-- BEGIN Entries shown --

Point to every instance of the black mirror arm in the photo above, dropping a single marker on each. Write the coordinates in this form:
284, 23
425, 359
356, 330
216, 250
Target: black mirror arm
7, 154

-- END Entries shown --

Exercise objective:
Copy out the full set of records precisely, leaving nothing out.

Finished task:
Point to every instance of the black mirror arm in the photo above, dropping a single marker on each. Write the coordinates in this form:
284, 23
425, 359
356, 330
216, 250
Target: black mirror arm
7, 154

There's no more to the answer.